▸ **WHAT YOU HAVE TO DO**: Word for word, quote all of the material, omitting the pictures.

── RECORDS PROVIDED ──

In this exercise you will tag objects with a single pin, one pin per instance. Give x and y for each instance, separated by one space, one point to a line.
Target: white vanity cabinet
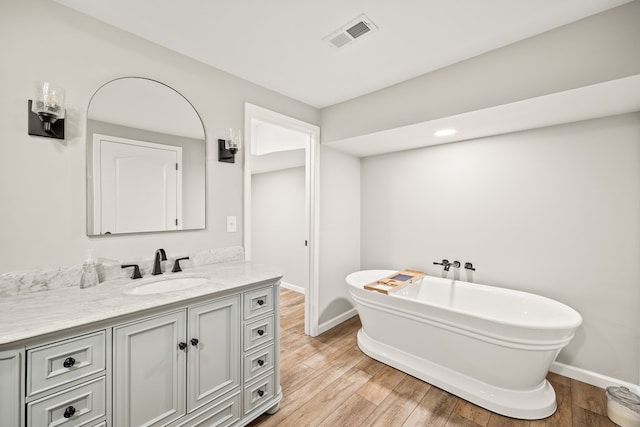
11 388
171 365
209 359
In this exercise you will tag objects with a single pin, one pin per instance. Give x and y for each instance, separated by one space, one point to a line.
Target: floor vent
348 33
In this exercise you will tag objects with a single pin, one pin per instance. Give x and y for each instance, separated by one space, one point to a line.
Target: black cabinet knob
69 411
69 362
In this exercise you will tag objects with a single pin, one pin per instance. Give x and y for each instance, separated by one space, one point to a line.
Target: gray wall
599 48
339 230
42 180
552 211
278 223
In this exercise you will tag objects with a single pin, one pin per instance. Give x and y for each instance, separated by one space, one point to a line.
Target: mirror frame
89 163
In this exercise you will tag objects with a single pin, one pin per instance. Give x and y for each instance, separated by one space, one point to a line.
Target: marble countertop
27 316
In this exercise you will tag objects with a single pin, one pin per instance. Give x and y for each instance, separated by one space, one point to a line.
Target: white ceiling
601 100
278 43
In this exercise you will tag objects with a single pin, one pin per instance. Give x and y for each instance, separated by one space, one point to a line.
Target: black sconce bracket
224 154
36 126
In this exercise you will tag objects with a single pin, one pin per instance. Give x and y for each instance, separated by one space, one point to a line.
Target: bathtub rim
384 273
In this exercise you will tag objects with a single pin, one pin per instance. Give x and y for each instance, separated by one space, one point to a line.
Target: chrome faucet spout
160 256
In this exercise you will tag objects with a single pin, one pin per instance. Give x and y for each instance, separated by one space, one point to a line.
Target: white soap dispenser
89 276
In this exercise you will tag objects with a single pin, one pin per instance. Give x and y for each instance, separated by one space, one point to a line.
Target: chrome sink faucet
160 256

───

▸ **ANSWER TO THIS PROBLEM**:
In this exercise you will tag objects with a single pin, one pin per instance. Give x and y for each instance, separated by one space, one point to a line.
Target: white vanity cabinet
11 388
171 365
209 359
In this exercise you will tag objects with a single pin, one pin per instance. Give x and y for each instance, separated by one space, one point to a line.
Target: floor vent
348 33
In this exercise you will tag objects with a single pin, one pin per instance. Give x and y for each instance, separated by one space, one point to a line.
Target: black cabinet knob
69 411
69 362
In this exercise you will tag objects with a single pin, one pin per instance. Give x and y for each instance, separated by one space, one point to a line.
Target: gray wall
599 48
339 230
42 180
552 211
278 223
In this exercise you will tag objects with a single pin, one pin per instance. Give x and y for each instance, separated by one space, one point to a line.
Target: mirror frame
89 163
In this exercise you will tag objects with a single pin, one pin per instance. Give x and y for each instance, separated by one space, one point to a line.
Target: marble countertop
27 316
In this exercise you will tag objects with a single pin, one pin per instance. Give x and y for each instance, separated by one space, one point to a line.
Target: white ceiling
601 100
278 43
In this exercise you will tag objects with a single pin, one pin per instance. Give x and y for each instance, separated by one space, one point to a line.
Target: black sconce bracket
224 154
36 126
In this exercise you will tag objects with a single pin, one pin per instance. Give x and y for each instance, separated by one space, one point to a line.
Target: bathtub rim
384 273
In this exercise you will tag objects with a single pin, one pin per instance. Give x and y for each instance, separated by one space, one point to a line.
Target: chrome faucet spout
160 256
In this exercise you will tag objects with a single pin, one pin per instance. Give x and y for each instance, separated by one space, one point to a line.
Target: white soap dispenser
89 276
In this exercise you will tag objects with a single pin, one pin per instance. Give x and y for each instance, separated by one space, one point to a line.
Target: chrome sink faucet
160 256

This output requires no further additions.